==== Data listing

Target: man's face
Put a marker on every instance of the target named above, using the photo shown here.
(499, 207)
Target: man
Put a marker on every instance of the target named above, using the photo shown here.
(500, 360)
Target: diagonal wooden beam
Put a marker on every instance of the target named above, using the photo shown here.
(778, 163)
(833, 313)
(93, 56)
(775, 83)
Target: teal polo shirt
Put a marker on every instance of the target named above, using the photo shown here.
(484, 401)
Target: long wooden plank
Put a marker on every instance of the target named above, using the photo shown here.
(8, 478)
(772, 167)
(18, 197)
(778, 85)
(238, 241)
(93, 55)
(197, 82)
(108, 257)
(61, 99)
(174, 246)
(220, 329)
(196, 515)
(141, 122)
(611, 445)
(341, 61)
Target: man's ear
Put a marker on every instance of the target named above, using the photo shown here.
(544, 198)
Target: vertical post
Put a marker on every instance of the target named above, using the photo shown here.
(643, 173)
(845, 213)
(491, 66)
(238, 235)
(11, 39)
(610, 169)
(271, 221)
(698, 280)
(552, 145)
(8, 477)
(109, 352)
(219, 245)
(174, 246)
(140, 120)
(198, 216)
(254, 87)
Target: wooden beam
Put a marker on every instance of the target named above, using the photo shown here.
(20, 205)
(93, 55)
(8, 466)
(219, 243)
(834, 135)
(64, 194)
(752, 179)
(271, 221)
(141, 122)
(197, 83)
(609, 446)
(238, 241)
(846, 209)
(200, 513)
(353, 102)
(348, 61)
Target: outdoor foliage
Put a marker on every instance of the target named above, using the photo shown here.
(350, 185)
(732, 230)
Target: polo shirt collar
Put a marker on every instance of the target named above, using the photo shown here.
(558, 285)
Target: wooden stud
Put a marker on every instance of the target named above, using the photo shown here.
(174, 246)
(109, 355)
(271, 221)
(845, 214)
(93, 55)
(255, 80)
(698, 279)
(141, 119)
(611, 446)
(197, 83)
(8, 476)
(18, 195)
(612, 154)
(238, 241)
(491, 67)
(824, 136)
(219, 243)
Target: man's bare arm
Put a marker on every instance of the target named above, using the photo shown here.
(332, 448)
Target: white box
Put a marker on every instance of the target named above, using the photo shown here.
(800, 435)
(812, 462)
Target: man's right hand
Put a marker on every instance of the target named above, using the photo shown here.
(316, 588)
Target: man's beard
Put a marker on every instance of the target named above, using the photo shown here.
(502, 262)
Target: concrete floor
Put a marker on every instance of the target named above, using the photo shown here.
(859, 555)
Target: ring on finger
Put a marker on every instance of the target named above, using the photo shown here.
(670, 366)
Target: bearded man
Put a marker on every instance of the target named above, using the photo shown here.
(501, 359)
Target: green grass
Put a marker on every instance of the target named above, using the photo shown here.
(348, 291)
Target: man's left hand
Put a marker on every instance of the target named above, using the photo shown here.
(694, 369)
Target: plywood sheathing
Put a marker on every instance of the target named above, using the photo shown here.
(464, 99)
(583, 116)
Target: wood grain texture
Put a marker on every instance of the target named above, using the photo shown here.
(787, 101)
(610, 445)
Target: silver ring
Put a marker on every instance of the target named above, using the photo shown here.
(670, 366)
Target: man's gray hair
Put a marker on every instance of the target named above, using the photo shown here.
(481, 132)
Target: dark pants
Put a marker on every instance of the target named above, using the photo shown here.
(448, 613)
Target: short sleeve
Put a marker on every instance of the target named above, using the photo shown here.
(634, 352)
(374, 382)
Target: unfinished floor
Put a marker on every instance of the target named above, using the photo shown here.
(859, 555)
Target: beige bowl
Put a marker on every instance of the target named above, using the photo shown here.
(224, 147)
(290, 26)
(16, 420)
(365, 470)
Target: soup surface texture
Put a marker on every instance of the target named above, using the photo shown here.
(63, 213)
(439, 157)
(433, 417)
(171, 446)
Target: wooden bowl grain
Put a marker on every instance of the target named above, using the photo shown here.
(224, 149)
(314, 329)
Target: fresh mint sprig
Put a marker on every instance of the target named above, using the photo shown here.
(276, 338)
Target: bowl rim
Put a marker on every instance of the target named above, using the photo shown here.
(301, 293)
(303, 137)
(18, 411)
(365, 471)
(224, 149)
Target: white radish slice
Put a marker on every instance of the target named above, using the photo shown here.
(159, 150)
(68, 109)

========

» Exercise directions:
Repeat the material in full, exactly as it stands.

» Answer to the exercise:
Target: man's face
Put a marker on every instance of the target named above, using the photo shown here.
(499, 207)
Target: man
Put a marker on every instance of the target named above, using the photo shown here.
(500, 360)
Target: diagonal wooden beam
Put a marker on every instance of the target named above, using the photo shown here.
(778, 163)
(833, 313)
(93, 56)
(775, 83)
Target: teal polo shirt
Put a marker on every instance of the target named above, using the photo shown here.
(484, 401)
Target: long wooden plank
Put a marker on every instance of the target named above, using the photo shown here.
(8, 478)
(772, 167)
(18, 197)
(778, 85)
(238, 241)
(93, 55)
(197, 82)
(108, 257)
(61, 99)
(174, 246)
(220, 329)
(196, 515)
(141, 122)
(611, 445)
(341, 61)
Target: man's ear
Put a marker on every instance of the target named above, using the photo shown here.
(544, 198)
Target: vertical post
Put a marker on every instance of the target named above, using the photo shown here.
(643, 173)
(845, 213)
(491, 66)
(238, 235)
(11, 39)
(610, 169)
(271, 221)
(698, 280)
(552, 145)
(8, 477)
(109, 352)
(219, 245)
(174, 246)
(140, 120)
(198, 216)
(254, 87)
Target: wooden beam
Put a marker on every instance of the target named above, using the photo shown here.
(20, 205)
(93, 55)
(8, 466)
(219, 243)
(834, 135)
(64, 194)
(752, 179)
(271, 221)
(141, 122)
(197, 83)
(609, 446)
(238, 241)
(846, 209)
(200, 513)
(353, 102)
(348, 61)
Target: outdoor foliage
Put a marker on every instance of the target named above, using the photo shown here.
(350, 185)
(732, 230)
Target: polo shirt collar
Put a marker on every instance of the target named above, using the photo shown here.
(558, 285)
Target: wooden stud
Put a marker on every instance of the target named above, using the photo shown here.
(174, 246)
(109, 355)
(271, 221)
(845, 214)
(93, 55)
(255, 80)
(698, 279)
(141, 119)
(611, 446)
(197, 83)
(8, 476)
(18, 195)
(612, 154)
(238, 241)
(491, 67)
(824, 136)
(219, 243)
Target: man's bare arm
Put a marker on every instance of the target named above, using the photo shown here.
(332, 448)
Target: white box
Put a marker on every instance of the target named above, using the photo shown here.
(800, 435)
(812, 462)
Target: man's right hand
Put a marker on every instance of the target named above, using the photo shown here.
(316, 588)
Target: man's beard
Put a marker on every instance of the target named above, using the photo shown here.
(502, 262)
Target: concrete floor
Put a marker on every instance of the target named above, using the photo shown here.
(859, 555)
Target: ring on finger
Put a marker on every instance of the target named above, using the photo shown here.
(670, 366)
Target: bearded man
Put a marker on every instance of the target named above, using the photo shown here.
(501, 359)
Target: green grass
Put a marker on every instance of the target named above, using the photo shown here.
(348, 291)
Target: man's left hand
Put a marker on every instance of the target named above, using the photo shown here.
(694, 369)
Target: plywood sheathing
Put a marker on every instance of the target named above, using the photo shown here.
(464, 99)
(583, 116)
Target: wood grain texture
Put a marker on every instance of the target named above, using the photo shown here.
(787, 101)
(610, 445)
Target: silver ring
Put a marker on every instance of the target named above, using the photo shown here.
(670, 366)
Target: man's gray hair
Put a marker on every instance of the target named above, using the photo shown here.
(481, 132)
Target: dark pants
Put a marker on every instance of the target named above, using the photo shown here.
(448, 613)
Target: short sleeve
Put a marker on every instance of the target named above, using the photo shown here.
(634, 352)
(374, 382)
Target: unfinished floor
Put a marker on every instance of the target named above, using the photo shown here.
(859, 555)
Target: beige bowl
Put a marker on every instance of the target named above, using the photo shown here.
(224, 147)
(290, 26)
(16, 420)
(365, 470)
Target: soup surface texture
Put a marker on every instance of the target named above, using the photo shown here.
(63, 213)
(439, 157)
(433, 417)
(171, 446)
Target: wooden bowl grain
Put a marker on every instance of the target named above, using the photo shown here.
(224, 149)
(314, 329)
Target: fresh mint sprig
Put a marker on every instance of the target named above, using the photo shown here.
(276, 338)
Target: bowl rim
Put a marker on every instance of the target named above, using the photo shown here.
(301, 293)
(303, 137)
(18, 411)
(365, 471)
(224, 149)
Target: white radish slice
Put a marker on every instance of the target named above, using the photo shown here.
(159, 150)
(68, 109)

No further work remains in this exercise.